_Document extract_

That’s small fry. According to the New York Times, Missouri state officials recently charged a businessman with dumping uncleaned glycerin into region’s water system. He may have been trying to save a few bucks, but was indicted on charges of killing at least 25,000 fish and wiping out the endangered fat pocketbook (yes that’s really their name) mussels species.
The Missouri anecdote comes from a new Times report that a biodiesel company upstream of Alabama’s Black Warrior River has been discharging oil and grease into the water.
China’s Luoyang Zhonggui High-Technology Co. has a whitewater scandal of its own, one without the Clintons.
According to the Washington Post, the polysilicon company has been found to be dumping the polysilicon waste byproduct sodium tetrachloride into nearby villages for nearly a year. The Post notes polysilicon companies in developed countries recycle the waste back into the process, but suggests some in China have been cutting environmental corners in an effort to get into the business as quickly and inexpensively as possible.
Some industry watchers have been sounding alarms for some time about the egregious amounts of energy and CO2 required to create silicon solar panels (see the Cleantech Group guest editorial Cleaner solar cell manufacturing - we have the technology!)
In the meantime, a spokesman for China’s Foreign Ministry is confident that the country’s $17 billion US investment to keep the air quality in Beijing and surrounding municipalities “fairly good” will pay off during the Olympic Games.

_Supplied entries_
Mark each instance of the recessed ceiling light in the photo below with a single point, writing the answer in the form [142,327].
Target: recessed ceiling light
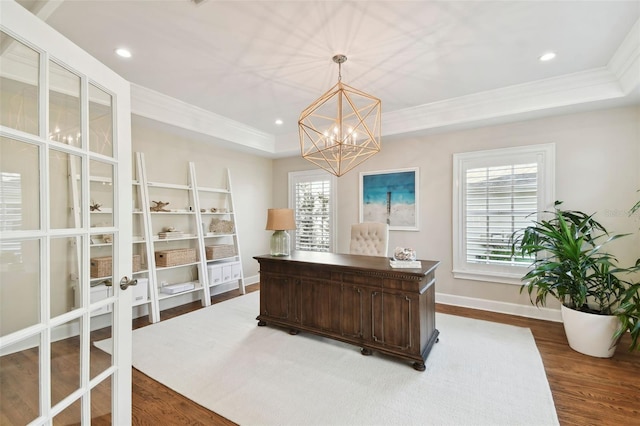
[125,53]
[547,56]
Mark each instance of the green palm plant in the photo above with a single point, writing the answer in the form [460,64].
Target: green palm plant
[572,266]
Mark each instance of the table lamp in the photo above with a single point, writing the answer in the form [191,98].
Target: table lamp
[280,220]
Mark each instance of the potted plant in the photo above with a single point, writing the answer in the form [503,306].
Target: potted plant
[571,265]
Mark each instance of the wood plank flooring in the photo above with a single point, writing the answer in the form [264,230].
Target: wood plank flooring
[586,390]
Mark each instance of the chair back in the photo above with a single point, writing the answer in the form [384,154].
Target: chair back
[369,239]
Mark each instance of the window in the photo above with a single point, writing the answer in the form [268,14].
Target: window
[312,196]
[497,193]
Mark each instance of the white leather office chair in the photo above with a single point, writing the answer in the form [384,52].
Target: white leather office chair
[369,239]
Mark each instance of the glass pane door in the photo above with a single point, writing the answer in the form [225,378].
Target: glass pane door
[65,226]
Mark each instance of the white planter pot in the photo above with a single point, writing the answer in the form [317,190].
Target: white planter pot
[590,334]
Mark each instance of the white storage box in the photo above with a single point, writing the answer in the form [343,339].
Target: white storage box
[141,291]
[177,288]
[215,274]
[223,272]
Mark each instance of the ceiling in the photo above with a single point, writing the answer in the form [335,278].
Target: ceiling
[433,64]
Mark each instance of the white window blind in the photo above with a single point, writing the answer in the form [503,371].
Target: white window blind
[312,198]
[499,201]
[497,193]
[10,214]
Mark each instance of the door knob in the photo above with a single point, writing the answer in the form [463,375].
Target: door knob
[126,282]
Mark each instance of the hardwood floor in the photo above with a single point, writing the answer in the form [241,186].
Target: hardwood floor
[586,390]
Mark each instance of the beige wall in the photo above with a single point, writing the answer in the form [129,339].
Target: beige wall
[597,170]
[167,156]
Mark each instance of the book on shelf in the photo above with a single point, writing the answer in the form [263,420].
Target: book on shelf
[170,234]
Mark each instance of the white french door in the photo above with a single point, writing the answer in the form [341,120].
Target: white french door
[65,227]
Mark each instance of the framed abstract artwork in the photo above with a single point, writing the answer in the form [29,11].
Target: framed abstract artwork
[390,196]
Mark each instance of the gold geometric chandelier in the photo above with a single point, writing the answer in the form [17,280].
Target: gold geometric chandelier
[341,129]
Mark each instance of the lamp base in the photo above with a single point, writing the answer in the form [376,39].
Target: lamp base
[280,244]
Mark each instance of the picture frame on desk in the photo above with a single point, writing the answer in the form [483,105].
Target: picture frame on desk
[391,196]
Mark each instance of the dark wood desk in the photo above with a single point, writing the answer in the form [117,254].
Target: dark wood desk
[355,299]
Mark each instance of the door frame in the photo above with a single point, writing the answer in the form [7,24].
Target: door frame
[35,33]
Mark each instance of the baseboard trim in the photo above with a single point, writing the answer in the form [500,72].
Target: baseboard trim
[500,307]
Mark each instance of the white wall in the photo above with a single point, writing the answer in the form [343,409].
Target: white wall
[597,170]
[167,155]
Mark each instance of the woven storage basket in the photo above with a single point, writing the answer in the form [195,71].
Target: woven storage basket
[175,257]
[103,266]
[220,251]
[136,263]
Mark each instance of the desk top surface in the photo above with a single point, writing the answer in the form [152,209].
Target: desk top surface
[377,263]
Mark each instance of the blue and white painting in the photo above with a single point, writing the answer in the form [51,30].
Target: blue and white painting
[390,197]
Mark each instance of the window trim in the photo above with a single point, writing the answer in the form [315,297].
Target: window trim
[318,174]
[544,156]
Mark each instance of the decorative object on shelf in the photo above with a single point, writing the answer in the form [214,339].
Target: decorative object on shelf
[338,143]
[280,221]
[220,226]
[159,206]
[404,254]
[403,264]
[170,234]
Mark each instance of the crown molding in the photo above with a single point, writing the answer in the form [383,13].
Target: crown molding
[165,109]
[578,88]
[614,82]
[625,63]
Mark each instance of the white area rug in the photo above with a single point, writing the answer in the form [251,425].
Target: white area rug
[480,373]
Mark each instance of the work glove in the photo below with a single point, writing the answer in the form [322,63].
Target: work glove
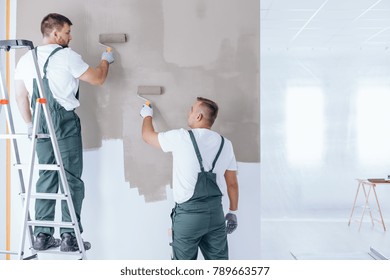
[108,56]
[29,129]
[231,222]
[146,111]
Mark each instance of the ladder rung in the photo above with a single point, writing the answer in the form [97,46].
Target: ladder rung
[22,135]
[13,136]
[51,224]
[8,252]
[57,251]
[39,166]
[46,195]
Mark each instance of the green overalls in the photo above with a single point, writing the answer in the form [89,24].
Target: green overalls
[68,131]
[200,222]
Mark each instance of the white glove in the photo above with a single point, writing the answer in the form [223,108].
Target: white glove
[109,56]
[231,222]
[29,129]
[146,111]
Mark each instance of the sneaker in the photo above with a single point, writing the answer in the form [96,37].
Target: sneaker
[45,241]
[69,243]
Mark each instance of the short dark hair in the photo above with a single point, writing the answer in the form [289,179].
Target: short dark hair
[53,21]
[210,109]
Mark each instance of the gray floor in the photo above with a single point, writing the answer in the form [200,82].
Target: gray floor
[322,240]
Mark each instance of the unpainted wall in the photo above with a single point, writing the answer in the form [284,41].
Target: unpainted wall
[191,48]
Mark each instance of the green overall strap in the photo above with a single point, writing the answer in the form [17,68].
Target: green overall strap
[198,152]
[219,152]
[47,60]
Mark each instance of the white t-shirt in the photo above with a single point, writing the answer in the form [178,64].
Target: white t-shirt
[185,163]
[63,71]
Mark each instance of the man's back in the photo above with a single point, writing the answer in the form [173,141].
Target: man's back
[185,163]
[63,70]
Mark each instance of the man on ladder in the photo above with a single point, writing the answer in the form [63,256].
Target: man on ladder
[61,69]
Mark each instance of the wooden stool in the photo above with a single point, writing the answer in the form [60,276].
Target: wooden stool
[368,186]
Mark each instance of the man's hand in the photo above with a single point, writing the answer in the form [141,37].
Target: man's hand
[231,222]
[108,56]
[29,129]
[146,111]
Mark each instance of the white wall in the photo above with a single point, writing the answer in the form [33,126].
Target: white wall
[343,134]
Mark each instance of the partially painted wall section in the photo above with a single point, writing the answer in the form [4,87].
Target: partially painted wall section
[191,48]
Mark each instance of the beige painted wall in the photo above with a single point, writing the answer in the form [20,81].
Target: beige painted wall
[191,48]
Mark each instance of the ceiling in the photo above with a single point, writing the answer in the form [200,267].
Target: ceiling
[325,24]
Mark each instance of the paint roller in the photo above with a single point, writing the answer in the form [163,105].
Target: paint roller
[148,90]
[110,38]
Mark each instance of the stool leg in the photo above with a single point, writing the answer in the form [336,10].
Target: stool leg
[354,203]
[379,209]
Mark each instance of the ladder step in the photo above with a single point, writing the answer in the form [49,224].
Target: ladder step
[39,166]
[57,251]
[46,195]
[22,135]
[51,224]
[8,252]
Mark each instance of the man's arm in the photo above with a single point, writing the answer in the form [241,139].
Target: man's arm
[149,135]
[23,101]
[96,76]
[232,188]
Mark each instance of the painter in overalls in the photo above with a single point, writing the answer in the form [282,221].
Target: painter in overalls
[203,162]
[61,70]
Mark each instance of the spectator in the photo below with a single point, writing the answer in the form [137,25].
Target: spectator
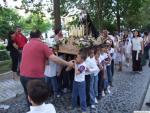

_Requirement A_
Answer these questions using the excerpt on industrial dumping:
(i) How many fish was the Missouri businessman indicted for killing?
(ii) Upstream of which river is the biodiesel company that has been discharging oil and grease?
(iii) How much is China investing to keep the air quality in Beijing and surrounding municipalities "fairly good"?
_Requirement B_
Repeat the passage of the excerpt on industrial dumping starting at "That’s small fry." and ending at "name) mussels species.".
The items play no part in this work.

_Task answer A_
(i) At least 25,000 fish.
(ii) Alabama's Black Warrior River.
(iii) $17 billion US.

_Task answer B_
That’s small fry. According to the New York Times, Missouri state officials recently charged a businessman with dumping uncleaned glycerin into region’s water system. He may have been trying to save a few bucks, but was indicted on charges of killing at least 25,000 fish and wiping out the endangered fat pocketbook (yes that’s really their name) mussels species.